Provided text:
******************************

Certification also makes it easier for managers to hire new people (demand a certification upfront and you know that new hires will understand the fundamentals of Scrum and be able to fit in right away) and it’s easier to move people between teams and projects that are all following the same standardized approach.

Developers like this too, because certification (even the modest CSM) helps to make them more employable, and it doesn't take a lot of time, money or work to get certified.

But most importantly, certification has created a small army of consultants and trainers who are constantly busy training and coaching a bigger army of certified Scrum practitioners. There is serious competition between these providers, pushing each other to do something to get noticed in the crowd, saturating the Internet with books and articles and videos and webinars and blogs on Scrum and Scrumness, effectively drowning out everything else about Agile development.

And the standardization of Scrum has also helped create an industry of companies selling software tools to help manage Scrum projects, another thing that managers in large organizations like, because these tools help them to get some control over what teams are doing and give them even more confidence that Scrum is real. The tool vendors are happy to sponsor studies and presentations and conferences about Agile (er, Scrum), adding to the noise and momentum behind Scrum.

Scrum certification is a win win win: for managers, developers, authors, consultants and vendors.

It looks like David Anderson may be trying to do a similar thing with Kanban certification. It’s hard to see Kanban taking over the world of software development – while it’s great for managing support and maintenance teams, and helps to control work flow at a micro-level, Kanban doesn't fit for larger project work. But then neither does Scrum. And who would have picked Scrum as the winner 10 years ago?

Wednesday, August 29, 2012

Contracting in Agile – You try it

One of the key principles in Agile development is

“Customer collaboration over contract negotiation”
Unfortunately, that means that if you’re trying to follow Agile methods, you’re left without useful guidelines to follow when it comes to contracting and coming up with contracts that fit the way that Agile teams work.

Time-and-materials of course is a no-brainer, regardless of how the team works – do the work, track the time and other costs, and charge the customer as you do it. But it’s especially challenging for people who have to work within contract structures such as fixed price / fixed scope, which is the way that many government contracts are awarded and the way that a number of large businesses still contract development work.

******************************

Collected data:
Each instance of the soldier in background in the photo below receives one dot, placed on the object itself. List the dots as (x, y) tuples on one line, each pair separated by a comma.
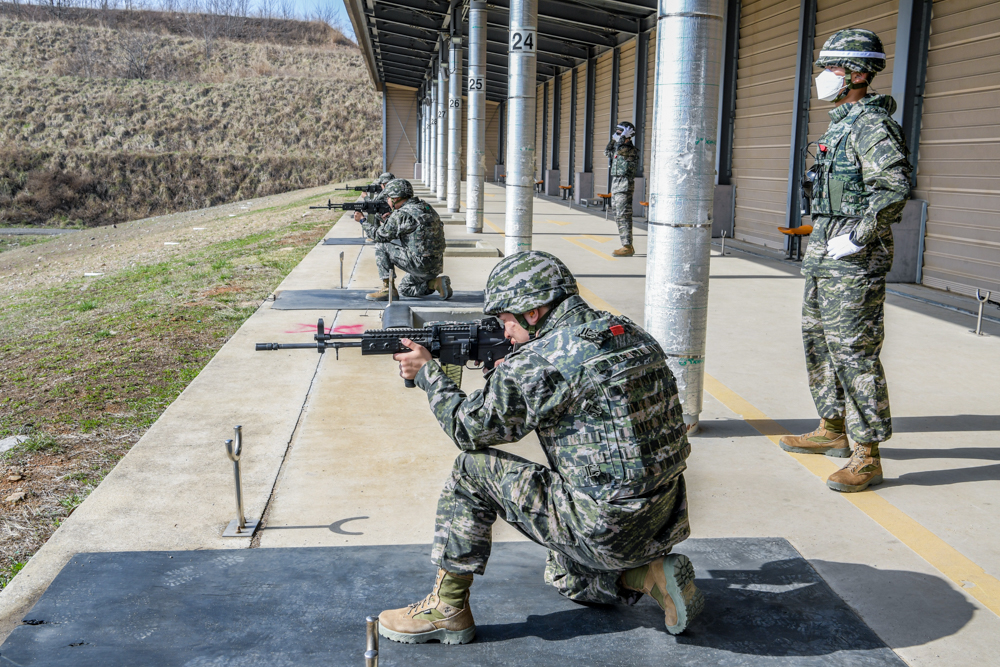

******************************

Job 1: In the text on Scrum and Agile contracting, what kind of contract is called a no-brainer regardless of how the team works?
Job 2: Resume the text on Scrum and Agile contracting after its last sentence, keeping the same voice.

Task answer 1: Time-and-materials.

Task answer 2:
The advice for Agile teams usually runs something like: it’s up to you to convince the purchaser to change the rules and accept a fuzzier, more balanced way of contracting, with more give-and-take. Something that fits the basic assumptions of Agile development: that costs (mostly the people on the team) and schedule can be fixed, but the scope needs to be flexible and worked out as the project goes on.

But in many business situations the people paying for the work aren’t interested in changing how they think and plan – it’s their money and they want what they want when they want it. They are calling the shots. If you don’t comply with the terms of the bidding process, you don’t get the opportunity to work with the customer at all. And the people paying you (your management) also need to know how much it is going to cost and when it is going to be done and what the risks are so they know if they can afford to take the project on. This puts the developers in a difficult (maybe impossible) situation.

Money for Nothing and Change for Free

Jeff Sutherland, one of the creators of Scrum, proposes a contract structure called “Money for Nothing and your Change for Free”. The development team delivers software incrementally – if they are following Scrum properly, they should start with the work that is most important to the customer first, and deliver what the customer needs the most as early as possible. The customer can terminate the contract at any point (because they’ve already got what they really need), and pay some percentage of the remainder of the contract to compensate the developer for losing the revenue that they planned to get for completing the entire project. So obviously, the payment schedule for the contract can’t be weighted towards the end of the project (no large payments on “final acceptance” since it may never happen). That’s the “money for nothing” part.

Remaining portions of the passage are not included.